-- Document segment follows --

Mayor Arthur C. Harper happens to be in all sorts of trouble. He’s telling the newspapers that he has had enough of politics and won’t seek another term. The district attorney is trying to shut down the local red light district and eventually these efforts will reveal allegations of City Hall corruption involving Harper, Police Chief Kern, a police commissioner, a police captain named Broadwood and Nicholas D. “Nick” Oswald, one of the biggest leaders of the city’s underworld.
The 1909 Broadwood case is complicated (he was found not guilty, by the way, despite accounts of payoffs from the earnings of Los Angeles bordellos) and in researching the mayor’s life, I came across the following incident.
The word “homosexual” is a rarity in The Times, appearing exactly twice in editorial content between 1900 and 1940: a 1912 review of “The Candle and the Flame” by George Sylvester Viereck; and a 1939 health column by Dr. William Brady.
So what does the paper do when “purity squad” raids the former mayor’s home, 1128 W. 28th St.? Like this, from Feb. 1, 1920:
“Twenty Los Angeles men, some said to be prominent in social and business circles, were arrested last night by police at a stag party in the home of former Mayor Harper and were booked at the police station on the charge of social vagrancy.
“Seven of the men, including the host, Joseph Harper, 24 years old, are alleged by the officers making the raid to have been gowned in feminine apparel.”
After a few paragraphs, the paper says: “According to Police Sergeant Gifford and the officers of the ‘purity squad’ who conducted the raid, a degenerate orgy was in progress when they entered the house.”
The men were taken to jail as they were dressed, meaning that some of them spent the night in women’s clothing. Early the next morning, The Times says, the dresses were taken into evidence, so some of the men were given bathrobes and others draped themselves with jail blankets. Of the 16 arrested, four were released to the Navy (they were in uniform, The Times said) and eight were held in custody because they tested positive “for infectious disease.” And yes, their names or pseudonyms, addresses and occupations were published.
When asked about his son Joe, the former mayor said: “The only party he has given lately that I know of was given by him on Halloween night. His mother was present that night and among the guests during the evening, so I know nothing wrong took place.”
One of the sailors said: “I came in for my liberty and met a fellow at a downtown street corner. He asked me if I’d like to attend a nice party with dancing and girls and refreshments and said for me to bring some of my friends along.”
The Times said: “The sailors declare they did not know for a long time that the ‘girls’ were men and when they did learn of the fact, some thought it was just a good-natured masquerade ‘stunt.’ ”
A later story says: “All the men are charged with lewd and dissolute conduct. Seven were dressed as women and the police say their acts were such that the charges against them can be upheld in court.”
Police said that officers learned about the party several weeks ago. “Arrangements were made to have some of the officers in the house,” The Times said.
“The raiding officers in plain clothes gained entrance to the house and mixed with the strange guests. Several other officers climbed into the house by way of a rear window and concealed themselves beneath beds. After watching the ‘party’ for over two hours, whistles were blown and the raiding party rushed into the residence.”
Two months later, the case against the “Lady Men” was dismissed.
Bonus fact: One of the earliest occurrences of “gay bar” in The Times appears in a Oct. 15, 1953, story about the extortion trial of Jimmie Tarantino and refers to a bar on Market Street in San Francisco.

-- Document segment concluded --

• _Work instructions_:
1. In the article about the 1920 raid on former Mayor Harper's home, why were some of the arrested men given bathrobes or jail blankets the next morning?
2. From the article about the 1920 raid on former Mayor Harper's home, quote the passage that begins at the words "Two months later, the" and stops after the words "in San Francisco.".
3. According to the article about the 1920 raid on former Mayor Harper's home, who would be implicated in the allegations of City Hall corruption? List every one.

-- Excerpted records follows --

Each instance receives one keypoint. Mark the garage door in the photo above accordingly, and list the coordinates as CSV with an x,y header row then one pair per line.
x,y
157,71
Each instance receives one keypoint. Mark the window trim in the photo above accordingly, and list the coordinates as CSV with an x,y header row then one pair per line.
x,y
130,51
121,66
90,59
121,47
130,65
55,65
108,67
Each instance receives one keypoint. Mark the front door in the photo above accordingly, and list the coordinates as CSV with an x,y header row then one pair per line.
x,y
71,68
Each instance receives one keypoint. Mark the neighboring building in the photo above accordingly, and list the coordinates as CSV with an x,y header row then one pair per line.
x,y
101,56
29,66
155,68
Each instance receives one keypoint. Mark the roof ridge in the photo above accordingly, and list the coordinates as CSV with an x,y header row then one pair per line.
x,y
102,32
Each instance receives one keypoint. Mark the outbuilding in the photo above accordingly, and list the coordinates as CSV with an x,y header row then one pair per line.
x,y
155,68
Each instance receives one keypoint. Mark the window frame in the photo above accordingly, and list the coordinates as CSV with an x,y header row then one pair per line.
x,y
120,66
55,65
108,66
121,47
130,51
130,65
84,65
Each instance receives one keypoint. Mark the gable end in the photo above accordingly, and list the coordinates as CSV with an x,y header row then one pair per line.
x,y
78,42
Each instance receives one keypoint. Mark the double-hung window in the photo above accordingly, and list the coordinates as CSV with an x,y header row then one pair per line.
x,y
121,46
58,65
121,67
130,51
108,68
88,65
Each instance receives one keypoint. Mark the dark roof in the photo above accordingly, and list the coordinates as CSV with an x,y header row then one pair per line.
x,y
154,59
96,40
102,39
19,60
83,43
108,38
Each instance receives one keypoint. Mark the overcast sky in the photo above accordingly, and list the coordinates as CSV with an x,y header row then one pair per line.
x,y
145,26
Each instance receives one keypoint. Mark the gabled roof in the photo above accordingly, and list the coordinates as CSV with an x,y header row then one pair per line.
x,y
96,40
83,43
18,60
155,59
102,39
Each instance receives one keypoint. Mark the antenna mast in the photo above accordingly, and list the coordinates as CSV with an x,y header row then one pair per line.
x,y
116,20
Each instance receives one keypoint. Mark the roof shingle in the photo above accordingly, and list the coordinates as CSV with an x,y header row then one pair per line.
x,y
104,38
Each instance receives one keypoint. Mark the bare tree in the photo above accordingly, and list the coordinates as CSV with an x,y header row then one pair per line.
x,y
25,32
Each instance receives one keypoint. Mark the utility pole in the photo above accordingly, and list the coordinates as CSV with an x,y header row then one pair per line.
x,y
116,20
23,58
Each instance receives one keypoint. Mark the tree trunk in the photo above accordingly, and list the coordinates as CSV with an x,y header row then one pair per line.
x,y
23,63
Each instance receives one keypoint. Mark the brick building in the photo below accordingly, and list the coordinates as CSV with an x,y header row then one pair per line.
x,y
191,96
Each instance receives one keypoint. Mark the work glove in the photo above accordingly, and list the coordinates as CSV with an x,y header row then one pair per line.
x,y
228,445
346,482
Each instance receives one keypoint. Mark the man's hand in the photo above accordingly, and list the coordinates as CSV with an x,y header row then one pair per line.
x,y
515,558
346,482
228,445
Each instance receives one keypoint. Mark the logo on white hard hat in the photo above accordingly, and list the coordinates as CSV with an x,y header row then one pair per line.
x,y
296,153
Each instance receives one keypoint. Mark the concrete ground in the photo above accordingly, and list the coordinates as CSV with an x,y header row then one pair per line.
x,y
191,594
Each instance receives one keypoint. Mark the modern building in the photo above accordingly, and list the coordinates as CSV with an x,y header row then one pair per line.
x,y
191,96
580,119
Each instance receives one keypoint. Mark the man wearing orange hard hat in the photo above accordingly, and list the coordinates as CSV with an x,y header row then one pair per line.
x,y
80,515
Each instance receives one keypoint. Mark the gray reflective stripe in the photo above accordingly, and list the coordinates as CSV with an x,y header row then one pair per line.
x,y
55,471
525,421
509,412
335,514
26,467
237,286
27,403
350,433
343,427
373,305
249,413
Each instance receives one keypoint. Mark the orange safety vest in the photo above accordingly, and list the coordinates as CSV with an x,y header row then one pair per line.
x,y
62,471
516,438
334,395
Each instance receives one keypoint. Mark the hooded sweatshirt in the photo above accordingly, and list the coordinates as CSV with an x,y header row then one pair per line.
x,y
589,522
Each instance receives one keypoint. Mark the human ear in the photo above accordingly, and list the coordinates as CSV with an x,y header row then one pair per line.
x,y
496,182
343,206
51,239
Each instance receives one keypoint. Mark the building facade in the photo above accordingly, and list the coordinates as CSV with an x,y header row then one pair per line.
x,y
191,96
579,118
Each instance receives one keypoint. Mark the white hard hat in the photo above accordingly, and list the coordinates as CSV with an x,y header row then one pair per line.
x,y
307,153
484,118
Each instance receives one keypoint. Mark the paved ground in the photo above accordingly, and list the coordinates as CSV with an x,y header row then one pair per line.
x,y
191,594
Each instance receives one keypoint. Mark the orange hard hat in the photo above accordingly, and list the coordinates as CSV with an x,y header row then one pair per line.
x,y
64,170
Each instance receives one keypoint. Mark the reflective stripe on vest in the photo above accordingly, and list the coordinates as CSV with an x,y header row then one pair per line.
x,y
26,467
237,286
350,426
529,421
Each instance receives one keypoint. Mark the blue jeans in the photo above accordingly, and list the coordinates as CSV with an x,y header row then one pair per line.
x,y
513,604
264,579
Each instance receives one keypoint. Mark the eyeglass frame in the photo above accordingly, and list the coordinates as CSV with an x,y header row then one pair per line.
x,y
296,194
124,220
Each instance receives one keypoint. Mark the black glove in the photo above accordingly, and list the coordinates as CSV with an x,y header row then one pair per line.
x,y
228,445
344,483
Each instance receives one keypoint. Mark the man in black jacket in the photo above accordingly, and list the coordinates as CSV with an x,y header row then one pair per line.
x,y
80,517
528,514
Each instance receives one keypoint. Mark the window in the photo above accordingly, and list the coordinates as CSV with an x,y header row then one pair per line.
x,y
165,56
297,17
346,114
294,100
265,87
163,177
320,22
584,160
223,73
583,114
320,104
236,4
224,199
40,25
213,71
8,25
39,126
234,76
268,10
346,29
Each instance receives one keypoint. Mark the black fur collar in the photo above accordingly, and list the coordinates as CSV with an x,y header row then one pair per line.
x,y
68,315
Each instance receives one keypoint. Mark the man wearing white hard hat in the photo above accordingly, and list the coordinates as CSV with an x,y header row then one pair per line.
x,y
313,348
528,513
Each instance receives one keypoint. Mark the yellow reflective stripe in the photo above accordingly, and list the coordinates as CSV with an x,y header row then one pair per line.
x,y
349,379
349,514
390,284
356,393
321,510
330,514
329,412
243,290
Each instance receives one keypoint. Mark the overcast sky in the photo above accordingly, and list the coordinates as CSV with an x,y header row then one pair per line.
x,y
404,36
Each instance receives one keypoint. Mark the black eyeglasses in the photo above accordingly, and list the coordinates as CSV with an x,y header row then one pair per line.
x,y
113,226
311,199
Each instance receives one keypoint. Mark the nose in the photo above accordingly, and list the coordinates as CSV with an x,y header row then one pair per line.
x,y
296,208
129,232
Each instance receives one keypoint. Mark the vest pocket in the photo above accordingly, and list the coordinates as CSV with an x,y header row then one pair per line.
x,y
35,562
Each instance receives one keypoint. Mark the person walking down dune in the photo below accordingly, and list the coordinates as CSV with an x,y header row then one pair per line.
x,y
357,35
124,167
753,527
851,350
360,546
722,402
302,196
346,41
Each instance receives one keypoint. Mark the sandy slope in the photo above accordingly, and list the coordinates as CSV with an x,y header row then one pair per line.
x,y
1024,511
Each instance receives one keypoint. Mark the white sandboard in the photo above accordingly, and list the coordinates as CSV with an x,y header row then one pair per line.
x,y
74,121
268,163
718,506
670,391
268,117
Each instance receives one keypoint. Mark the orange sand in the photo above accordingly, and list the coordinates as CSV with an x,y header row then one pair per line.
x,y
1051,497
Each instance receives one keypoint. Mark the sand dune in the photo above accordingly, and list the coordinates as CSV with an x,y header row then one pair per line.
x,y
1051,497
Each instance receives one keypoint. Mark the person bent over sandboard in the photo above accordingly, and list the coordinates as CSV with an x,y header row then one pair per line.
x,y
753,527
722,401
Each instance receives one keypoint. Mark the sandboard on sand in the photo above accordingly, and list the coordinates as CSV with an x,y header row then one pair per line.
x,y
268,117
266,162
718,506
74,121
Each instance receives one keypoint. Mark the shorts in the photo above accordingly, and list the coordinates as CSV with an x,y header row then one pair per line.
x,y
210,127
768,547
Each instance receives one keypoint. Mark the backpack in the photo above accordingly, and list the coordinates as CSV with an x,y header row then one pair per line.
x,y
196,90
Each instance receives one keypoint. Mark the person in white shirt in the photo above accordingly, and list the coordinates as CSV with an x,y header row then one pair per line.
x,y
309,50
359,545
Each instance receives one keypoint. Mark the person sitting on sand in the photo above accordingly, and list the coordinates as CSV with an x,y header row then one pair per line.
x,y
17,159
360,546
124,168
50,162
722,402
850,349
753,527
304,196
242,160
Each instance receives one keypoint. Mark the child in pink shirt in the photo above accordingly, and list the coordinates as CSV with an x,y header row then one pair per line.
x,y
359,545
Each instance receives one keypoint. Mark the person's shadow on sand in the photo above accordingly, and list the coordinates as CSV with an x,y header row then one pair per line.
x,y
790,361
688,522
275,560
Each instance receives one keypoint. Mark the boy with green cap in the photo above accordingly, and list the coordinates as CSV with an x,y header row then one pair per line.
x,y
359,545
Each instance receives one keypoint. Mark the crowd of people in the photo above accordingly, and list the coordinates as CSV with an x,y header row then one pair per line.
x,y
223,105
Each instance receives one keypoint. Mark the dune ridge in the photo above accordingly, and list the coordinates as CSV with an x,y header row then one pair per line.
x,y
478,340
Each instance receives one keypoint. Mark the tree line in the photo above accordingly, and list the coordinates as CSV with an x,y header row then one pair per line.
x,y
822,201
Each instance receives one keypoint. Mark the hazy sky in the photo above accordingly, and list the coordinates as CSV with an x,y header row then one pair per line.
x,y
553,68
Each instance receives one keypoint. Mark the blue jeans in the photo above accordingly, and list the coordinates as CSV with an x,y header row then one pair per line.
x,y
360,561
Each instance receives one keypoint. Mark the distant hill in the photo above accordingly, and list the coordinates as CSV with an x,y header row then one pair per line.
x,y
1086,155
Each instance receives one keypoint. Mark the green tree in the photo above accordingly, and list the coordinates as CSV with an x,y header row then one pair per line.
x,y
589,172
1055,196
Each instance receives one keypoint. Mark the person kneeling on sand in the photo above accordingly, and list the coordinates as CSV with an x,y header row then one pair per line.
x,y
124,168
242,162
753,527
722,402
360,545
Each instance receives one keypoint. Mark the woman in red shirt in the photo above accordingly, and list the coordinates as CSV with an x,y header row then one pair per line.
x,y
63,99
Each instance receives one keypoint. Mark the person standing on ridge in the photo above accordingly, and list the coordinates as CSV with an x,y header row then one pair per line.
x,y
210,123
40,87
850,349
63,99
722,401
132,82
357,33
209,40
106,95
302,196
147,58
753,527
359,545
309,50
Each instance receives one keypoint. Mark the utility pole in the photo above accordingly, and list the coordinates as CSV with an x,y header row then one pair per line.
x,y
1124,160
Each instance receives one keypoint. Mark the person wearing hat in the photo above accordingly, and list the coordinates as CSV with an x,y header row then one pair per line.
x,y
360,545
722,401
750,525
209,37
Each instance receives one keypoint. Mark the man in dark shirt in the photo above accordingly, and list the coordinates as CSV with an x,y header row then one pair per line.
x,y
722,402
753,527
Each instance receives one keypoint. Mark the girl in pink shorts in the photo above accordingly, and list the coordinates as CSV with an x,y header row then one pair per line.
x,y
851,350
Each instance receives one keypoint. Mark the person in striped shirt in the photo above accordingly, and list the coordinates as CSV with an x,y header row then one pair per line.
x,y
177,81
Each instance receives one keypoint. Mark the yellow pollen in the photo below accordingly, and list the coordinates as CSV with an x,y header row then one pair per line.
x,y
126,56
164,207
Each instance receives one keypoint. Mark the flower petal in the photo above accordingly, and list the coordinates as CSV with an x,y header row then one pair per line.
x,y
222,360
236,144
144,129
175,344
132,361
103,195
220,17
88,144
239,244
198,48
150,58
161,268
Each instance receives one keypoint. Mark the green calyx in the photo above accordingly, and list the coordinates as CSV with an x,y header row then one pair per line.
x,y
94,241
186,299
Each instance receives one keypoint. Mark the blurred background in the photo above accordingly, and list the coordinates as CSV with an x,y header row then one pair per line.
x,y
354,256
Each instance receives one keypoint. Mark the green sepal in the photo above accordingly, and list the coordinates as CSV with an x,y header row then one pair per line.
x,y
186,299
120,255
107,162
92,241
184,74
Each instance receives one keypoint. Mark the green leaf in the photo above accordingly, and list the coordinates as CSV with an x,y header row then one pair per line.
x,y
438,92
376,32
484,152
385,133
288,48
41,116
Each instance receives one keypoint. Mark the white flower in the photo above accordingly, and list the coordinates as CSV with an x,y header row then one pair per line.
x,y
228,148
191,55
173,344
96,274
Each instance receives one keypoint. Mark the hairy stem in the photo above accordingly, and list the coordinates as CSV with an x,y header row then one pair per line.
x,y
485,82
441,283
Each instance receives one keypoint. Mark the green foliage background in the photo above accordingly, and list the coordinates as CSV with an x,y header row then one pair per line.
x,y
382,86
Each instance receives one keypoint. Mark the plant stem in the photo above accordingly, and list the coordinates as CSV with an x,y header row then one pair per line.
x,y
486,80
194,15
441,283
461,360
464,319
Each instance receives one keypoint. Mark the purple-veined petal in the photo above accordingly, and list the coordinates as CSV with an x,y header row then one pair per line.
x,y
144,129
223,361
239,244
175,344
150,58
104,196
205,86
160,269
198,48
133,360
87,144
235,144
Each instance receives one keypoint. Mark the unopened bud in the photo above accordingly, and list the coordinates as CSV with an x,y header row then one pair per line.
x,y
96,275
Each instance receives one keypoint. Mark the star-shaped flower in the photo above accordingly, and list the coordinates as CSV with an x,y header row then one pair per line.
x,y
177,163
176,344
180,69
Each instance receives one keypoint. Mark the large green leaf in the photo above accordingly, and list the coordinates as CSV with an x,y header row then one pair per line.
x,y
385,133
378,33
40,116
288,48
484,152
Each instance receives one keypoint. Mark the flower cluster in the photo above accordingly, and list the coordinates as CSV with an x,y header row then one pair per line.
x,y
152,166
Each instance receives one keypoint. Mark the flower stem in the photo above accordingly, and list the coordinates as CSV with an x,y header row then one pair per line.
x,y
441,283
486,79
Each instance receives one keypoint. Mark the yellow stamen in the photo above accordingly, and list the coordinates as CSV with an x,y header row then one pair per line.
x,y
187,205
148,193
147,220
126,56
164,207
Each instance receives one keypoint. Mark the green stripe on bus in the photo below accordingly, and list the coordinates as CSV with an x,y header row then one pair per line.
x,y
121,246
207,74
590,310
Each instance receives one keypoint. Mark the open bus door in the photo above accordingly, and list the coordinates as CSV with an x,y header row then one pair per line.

-- Excerpted records concluded --

• _Answers to this exercise_:
1. Early that morning the dresses they had worn to jail were taken into evidence. That left them without their clothing, so some were given bathrobes and others covered themselves with jail blankets.

2.
Two months later, the case against the “Lady Men” was dismissed.
Bonus fact: One of the earliest occurrences of “gay bar” in The Times appears in a Oct. 15, 1953, story about the extortion trial of Jimmie Tarantino and refers to a bar on Market Street in San Francisco.

3.
- Mayor Arthur C. Harper
- Police Chief Kern
- A police commissioner
- A police captain named Broadwood
- Nicholas D. "Nick" Oswald, one of the biggest leaders of the city's underworld